■ **GOAL OF THE EXERCISE**: Copy only what runs from the line containing "Thank you for the photo above. Could you indicate the utility" through the end of the material below, line for line, with both ends included.
^^^^^^^^^^^^^^^^
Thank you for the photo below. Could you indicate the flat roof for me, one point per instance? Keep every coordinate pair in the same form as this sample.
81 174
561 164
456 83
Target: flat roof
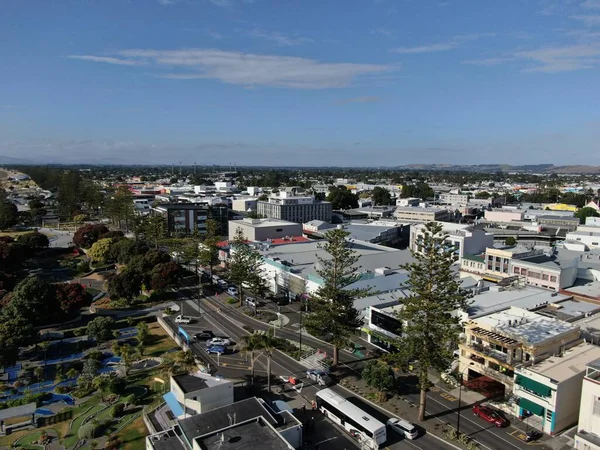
197 381
495 299
250 435
573 362
219 418
525 326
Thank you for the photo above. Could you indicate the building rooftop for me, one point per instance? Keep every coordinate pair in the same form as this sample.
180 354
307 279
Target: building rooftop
524 326
225 416
496 298
255 434
197 381
571 363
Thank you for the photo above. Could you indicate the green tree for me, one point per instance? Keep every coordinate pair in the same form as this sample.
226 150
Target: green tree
100 250
333 304
430 327
209 250
380 376
381 196
126 285
101 329
341 198
185 360
8 212
586 212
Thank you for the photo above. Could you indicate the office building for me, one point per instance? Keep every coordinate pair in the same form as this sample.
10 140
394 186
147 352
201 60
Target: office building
294 208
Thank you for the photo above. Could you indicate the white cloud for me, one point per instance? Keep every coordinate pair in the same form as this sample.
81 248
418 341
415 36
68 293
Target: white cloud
245 69
279 39
591 4
107 59
451 44
364 99
589 20
562 59
488 62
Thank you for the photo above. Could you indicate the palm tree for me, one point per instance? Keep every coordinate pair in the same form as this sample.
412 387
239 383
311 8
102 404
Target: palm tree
185 359
267 344
248 345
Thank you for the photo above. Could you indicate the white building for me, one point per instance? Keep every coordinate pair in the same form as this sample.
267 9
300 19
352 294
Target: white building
588 429
551 389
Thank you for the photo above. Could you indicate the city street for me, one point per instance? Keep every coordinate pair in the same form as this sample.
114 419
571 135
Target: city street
441 406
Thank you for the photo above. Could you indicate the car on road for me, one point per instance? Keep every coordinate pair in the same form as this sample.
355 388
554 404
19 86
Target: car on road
490 415
183 319
403 428
232 290
218 341
217 349
321 376
251 301
205 334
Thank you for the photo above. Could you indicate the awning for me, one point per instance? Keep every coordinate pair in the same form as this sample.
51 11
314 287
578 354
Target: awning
173 404
533 386
533 408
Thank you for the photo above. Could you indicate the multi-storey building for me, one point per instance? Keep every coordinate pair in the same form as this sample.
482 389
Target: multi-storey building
496 344
294 208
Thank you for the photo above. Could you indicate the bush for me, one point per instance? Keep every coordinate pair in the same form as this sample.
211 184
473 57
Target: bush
116 410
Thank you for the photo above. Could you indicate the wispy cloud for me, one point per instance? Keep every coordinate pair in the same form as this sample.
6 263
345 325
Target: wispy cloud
244 69
278 38
488 62
591 4
562 58
383 32
107 59
452 43
589 20
365 99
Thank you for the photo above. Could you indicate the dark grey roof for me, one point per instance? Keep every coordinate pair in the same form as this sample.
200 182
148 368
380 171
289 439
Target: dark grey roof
252 435
189 383
219 418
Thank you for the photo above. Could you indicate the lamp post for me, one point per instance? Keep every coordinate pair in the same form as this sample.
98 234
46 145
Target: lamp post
460 383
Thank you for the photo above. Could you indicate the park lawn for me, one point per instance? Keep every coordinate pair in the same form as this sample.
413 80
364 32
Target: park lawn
133 436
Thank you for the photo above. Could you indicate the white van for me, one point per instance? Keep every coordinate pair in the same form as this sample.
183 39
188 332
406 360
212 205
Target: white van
403 427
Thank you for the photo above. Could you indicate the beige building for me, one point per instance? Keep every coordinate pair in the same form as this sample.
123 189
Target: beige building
496 344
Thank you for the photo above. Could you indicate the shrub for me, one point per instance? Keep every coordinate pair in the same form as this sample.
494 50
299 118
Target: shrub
116 410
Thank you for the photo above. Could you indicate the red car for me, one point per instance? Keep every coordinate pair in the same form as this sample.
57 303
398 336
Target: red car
490 415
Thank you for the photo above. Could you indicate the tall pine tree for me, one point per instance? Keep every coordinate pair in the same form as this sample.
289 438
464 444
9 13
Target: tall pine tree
333 304
430 323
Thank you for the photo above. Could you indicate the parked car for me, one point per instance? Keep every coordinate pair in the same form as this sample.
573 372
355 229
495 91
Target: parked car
217 349
232 290
403 428
206 334
490 415
218 341
320 376
183 319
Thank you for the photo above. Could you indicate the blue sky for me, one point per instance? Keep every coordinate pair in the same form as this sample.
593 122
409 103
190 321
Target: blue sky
303 82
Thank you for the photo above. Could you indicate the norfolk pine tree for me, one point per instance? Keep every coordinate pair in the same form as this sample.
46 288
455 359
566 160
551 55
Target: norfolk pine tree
333 304
429 322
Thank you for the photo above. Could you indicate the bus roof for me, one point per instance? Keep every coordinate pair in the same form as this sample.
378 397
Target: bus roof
343 405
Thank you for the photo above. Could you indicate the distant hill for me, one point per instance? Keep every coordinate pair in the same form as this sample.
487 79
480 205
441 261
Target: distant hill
492 168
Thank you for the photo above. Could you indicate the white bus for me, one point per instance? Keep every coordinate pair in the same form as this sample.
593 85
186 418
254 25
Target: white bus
354 420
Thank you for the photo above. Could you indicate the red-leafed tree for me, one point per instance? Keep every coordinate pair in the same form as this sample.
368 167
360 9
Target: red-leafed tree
87 235
71 296
166 275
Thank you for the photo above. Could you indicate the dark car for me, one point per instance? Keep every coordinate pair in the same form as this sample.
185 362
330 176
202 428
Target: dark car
204 335
490 415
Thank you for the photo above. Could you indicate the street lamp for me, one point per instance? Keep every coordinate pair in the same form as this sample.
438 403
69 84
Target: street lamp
460 383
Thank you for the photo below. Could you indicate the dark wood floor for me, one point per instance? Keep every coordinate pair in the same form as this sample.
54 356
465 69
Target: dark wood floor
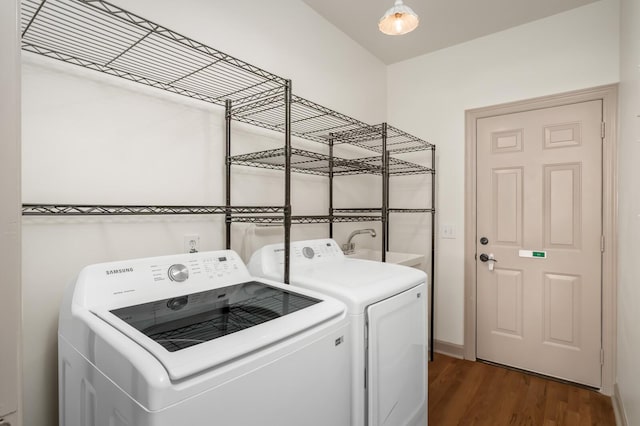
472 393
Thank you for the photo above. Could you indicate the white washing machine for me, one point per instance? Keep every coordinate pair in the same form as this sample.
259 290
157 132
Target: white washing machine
195 340
387 307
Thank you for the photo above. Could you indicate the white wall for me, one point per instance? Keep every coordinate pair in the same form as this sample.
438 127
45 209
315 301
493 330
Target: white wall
428 96
629 212
90 138
10 314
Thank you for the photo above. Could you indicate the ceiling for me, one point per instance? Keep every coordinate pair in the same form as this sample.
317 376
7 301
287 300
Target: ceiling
443 23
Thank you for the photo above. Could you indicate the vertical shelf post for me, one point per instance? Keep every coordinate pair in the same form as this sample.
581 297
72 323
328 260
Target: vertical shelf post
433 250
227 137
331 185
287 180
385 194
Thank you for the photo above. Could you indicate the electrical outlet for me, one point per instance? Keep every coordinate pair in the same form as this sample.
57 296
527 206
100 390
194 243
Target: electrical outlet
192 243
448 231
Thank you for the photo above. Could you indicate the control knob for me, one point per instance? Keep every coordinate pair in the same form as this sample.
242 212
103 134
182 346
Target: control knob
178 272
308 252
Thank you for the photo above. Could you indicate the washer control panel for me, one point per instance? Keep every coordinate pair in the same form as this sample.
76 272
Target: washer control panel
178 272
137 280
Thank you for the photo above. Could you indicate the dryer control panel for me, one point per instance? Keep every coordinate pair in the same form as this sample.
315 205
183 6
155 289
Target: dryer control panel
269 260
303 252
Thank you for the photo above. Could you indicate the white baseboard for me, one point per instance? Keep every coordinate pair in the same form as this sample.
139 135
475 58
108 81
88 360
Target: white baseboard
450 349
618 407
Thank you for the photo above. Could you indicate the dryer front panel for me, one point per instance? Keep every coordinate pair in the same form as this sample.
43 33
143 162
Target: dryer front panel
397 359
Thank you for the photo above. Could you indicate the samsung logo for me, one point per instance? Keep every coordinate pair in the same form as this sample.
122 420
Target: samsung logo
119 271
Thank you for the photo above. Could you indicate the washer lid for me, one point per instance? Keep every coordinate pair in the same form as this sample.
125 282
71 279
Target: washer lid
196 331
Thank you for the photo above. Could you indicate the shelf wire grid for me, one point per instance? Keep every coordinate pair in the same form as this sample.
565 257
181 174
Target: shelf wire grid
128 210
305 220
397 167
370 137
303 161
97 35
309 120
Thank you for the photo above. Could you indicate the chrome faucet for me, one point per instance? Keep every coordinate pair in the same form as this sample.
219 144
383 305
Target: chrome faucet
350 247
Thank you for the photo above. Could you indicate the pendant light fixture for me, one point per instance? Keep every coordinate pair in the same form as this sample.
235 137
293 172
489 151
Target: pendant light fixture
398 20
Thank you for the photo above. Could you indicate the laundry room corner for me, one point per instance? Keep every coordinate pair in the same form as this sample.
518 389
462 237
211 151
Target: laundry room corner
92 139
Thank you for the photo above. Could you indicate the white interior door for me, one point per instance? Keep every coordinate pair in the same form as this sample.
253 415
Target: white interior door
539 206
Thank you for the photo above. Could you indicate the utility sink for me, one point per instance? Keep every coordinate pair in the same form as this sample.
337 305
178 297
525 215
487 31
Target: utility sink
407 259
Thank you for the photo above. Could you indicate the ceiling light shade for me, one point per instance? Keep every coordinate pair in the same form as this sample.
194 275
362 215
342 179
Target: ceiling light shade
398 20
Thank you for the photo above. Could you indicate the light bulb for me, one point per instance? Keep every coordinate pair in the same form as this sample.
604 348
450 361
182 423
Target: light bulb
397 23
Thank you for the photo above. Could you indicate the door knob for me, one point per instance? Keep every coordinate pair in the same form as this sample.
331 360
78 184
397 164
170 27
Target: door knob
488 258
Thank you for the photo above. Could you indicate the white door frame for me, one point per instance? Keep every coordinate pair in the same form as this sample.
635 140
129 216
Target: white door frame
609 96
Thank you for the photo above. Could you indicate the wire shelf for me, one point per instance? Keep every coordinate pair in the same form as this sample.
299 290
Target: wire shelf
360 210
97 35
370 138
397 167
309 120
304 220
125 210
412 210
303 161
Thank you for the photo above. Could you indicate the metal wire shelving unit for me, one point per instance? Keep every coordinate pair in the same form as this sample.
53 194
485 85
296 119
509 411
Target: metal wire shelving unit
96 35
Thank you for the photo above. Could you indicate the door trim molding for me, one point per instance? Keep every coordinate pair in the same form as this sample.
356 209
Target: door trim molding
609 96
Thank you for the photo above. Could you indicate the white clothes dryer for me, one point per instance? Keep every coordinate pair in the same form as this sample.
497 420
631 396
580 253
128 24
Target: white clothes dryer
387 307
194 339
^^^^^^^^^^^^^^^^
■ **TASK SOLUTION**:
Thank you for the photo above. Could you indicate the utility sink for me, one point per instance? Keep every coordinate pair in the same form as this sample.
337 305
178 297
525 215
487 31
Target: utility sink
407 259
Thank you for the photo above. Could you indicate the ceiling light shade for me, one point per instance? Keep every coordinate pair in the same form as this sample.
194 275
362 215
342 179
Target: ceiling light shade
398 20
Thank you for the photo above. Could you indicate the light bulb for me, one point per instance? Keep every coordinate pair in the same form as this sample.
604 348
450 361
182 423
Target: light bulb
397 23
Thank you for the photo above. Could you indicate the door knob for me, one point per instance? Keep every coordinate pair in the same form as this sample.
331 360
78 184
397 164
170 27
Target: door knob
488 258
Thank you for the photo above. Could you indicate the white door frame for me, one point per instance? Keep every coordinate pair in the same form as this sample.
635 140
129 216
Target: white door frame
609 96
Thank you for the photo above. Could you indicate the wire shelf for me, one point per instance? Keep every coordinate pair in the same form as this sample.
299 290
Target: wire shelf
360 210
97 35
370 138
397 167
309 120
304 220
125 210
412 210
303 161
Thank you for the photo above. Could you indicate the metal wire shelving unit for me, one point per instance? Keep every coordinate pair in the same form as this sample.
53 194
485 85
296 119
509 411
Target: metal wire shelving unit
96 35
Thank you for the photo above. Could you indicate the door trim molding for me, one point per instance? Keep every coordinate pair in the same form as this sample.
356 209
Target: door trim molding
609 96
Thank you for the photo above. Could you indicate the white clothes dryer for me, one point per instance? Keep every coordinate pair in the same form as this sample.
497 420
631 396
580 253
128 24
Target: white clothes dryer
387 307
194 339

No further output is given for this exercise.